---------- EXERCISE INPUT

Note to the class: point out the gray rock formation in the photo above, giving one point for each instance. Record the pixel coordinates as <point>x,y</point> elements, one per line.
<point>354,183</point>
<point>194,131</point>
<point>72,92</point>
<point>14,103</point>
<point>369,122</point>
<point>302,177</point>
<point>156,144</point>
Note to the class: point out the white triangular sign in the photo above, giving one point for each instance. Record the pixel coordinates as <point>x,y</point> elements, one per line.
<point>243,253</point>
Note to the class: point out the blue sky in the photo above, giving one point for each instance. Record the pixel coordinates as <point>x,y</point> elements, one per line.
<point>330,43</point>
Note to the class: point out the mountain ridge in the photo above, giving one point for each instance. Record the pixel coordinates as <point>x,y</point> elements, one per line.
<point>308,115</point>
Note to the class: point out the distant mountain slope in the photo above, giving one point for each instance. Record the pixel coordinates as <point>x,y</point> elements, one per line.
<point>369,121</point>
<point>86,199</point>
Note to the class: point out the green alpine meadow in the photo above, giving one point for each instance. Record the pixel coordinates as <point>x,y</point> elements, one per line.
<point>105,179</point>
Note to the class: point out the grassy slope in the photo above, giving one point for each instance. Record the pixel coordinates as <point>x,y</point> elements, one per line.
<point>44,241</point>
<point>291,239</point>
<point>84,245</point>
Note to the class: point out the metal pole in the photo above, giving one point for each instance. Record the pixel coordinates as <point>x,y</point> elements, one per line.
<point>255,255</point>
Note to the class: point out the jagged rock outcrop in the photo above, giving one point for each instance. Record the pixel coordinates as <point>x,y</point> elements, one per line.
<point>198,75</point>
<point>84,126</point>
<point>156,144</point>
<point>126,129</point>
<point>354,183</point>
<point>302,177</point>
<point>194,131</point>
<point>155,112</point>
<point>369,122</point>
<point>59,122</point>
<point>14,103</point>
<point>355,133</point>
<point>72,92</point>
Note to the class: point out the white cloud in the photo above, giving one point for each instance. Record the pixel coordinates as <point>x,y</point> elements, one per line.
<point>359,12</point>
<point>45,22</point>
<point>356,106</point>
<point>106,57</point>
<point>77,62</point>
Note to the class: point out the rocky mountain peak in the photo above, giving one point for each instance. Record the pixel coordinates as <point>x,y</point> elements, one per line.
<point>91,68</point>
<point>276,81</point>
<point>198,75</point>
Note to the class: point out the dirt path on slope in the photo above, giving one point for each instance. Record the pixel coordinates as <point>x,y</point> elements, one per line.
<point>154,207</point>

--------------------
---------- EXERCISE INPUT

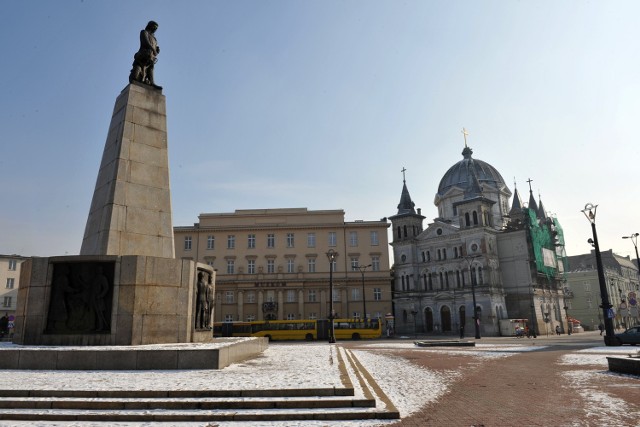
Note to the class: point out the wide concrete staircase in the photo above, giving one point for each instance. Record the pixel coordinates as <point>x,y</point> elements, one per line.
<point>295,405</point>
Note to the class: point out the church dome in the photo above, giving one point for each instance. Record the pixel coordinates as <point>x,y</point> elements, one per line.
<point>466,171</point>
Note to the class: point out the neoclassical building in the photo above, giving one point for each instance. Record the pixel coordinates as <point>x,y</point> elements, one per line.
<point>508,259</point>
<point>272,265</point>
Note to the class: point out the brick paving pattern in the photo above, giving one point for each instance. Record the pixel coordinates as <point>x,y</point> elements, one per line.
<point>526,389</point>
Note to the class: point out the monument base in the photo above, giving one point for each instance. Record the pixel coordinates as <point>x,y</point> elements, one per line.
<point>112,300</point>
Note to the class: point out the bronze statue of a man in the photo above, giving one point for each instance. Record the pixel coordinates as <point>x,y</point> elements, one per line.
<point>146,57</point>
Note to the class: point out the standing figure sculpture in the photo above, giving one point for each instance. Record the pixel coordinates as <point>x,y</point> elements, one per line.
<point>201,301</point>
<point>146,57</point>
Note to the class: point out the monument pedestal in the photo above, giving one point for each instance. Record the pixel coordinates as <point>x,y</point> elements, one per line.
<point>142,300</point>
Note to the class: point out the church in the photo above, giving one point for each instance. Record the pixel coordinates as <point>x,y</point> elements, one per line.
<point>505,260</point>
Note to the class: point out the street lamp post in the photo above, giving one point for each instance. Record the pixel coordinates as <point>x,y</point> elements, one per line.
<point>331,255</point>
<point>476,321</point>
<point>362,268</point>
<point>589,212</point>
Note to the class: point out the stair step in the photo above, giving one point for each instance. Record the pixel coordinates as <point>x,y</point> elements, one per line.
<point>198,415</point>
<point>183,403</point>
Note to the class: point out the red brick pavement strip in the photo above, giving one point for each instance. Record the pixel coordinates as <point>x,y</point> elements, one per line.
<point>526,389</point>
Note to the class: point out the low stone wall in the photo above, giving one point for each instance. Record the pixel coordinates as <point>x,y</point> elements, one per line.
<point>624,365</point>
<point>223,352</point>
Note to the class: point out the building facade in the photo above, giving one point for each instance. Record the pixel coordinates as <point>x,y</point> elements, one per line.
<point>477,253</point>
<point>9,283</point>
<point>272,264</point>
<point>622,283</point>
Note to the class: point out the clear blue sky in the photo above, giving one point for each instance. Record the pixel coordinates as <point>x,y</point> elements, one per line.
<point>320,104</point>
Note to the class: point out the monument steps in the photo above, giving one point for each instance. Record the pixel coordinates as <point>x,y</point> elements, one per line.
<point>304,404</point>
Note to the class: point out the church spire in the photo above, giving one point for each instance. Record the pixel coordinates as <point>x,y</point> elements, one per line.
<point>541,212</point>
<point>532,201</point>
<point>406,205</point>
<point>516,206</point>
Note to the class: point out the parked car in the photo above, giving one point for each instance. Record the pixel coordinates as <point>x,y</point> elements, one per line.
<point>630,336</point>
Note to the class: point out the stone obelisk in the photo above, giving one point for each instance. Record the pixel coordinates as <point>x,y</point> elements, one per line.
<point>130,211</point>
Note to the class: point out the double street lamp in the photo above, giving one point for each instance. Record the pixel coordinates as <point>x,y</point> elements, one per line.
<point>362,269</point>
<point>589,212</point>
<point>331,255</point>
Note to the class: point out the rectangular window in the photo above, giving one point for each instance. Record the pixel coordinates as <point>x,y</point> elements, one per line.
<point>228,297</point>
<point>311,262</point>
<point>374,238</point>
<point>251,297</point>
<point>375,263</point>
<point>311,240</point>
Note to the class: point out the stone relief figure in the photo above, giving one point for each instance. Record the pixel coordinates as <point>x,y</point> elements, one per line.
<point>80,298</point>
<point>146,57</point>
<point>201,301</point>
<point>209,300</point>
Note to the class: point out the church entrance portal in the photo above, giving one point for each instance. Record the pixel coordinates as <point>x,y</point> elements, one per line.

--------------------

*WHAT TO DO*
Turn the lines from the one holding "Note to the class: point out the red" through the one holding "<point>516,206</point>", inclusive, into a numbered list, and leave out any blank lines.

*EXERCISE OUTPUT*
1. Note to the class: point out the red brick pavement strip in the photo above, giving one point for each instance. Record the pixel coordinates as <point>x,y</point> elements, one per line.
2. <point>526,389</point>
3. Note to the class: point out the low stone wall in the photo above, giving one point for each instance. Record the pixel coordinates as <point>x,y</point> elements, one per line.
4. <point>624,365</point>
5. <point>223,352</point>
6. Note to the class: point out the building facade in the photo above, giving one point for each instance. Record the pixel coordinates as <point>x,y</point> elements, one per line.
7. <point>477,253</point>
8. <point>9,283</point>
9. <point>272,264</point>
10. <point>622,283</point>
11. Note to the class: point out the clear blue sky in the photo above, giving one point for each instance. Record the pixel coordinates as <point>x,y</point> elements, one per line.
12. <point>320,104</point>
13. Note to the class: point out the monument steps in the photo above, giving one point for each instance. Record the pixel coordinates as <point>x,y</point> elements, one per line.
14. <point>304,404</point>
15. Note to the class: point out the church spire in the photo above, giving one point for each instance. Record the pixel coordinates as <point>x,y</point> elements, one per line.
16. <point>541,212</point>
17. <point>532,201</point>
18. <point>406,205</point>
19. <point>516,206</point>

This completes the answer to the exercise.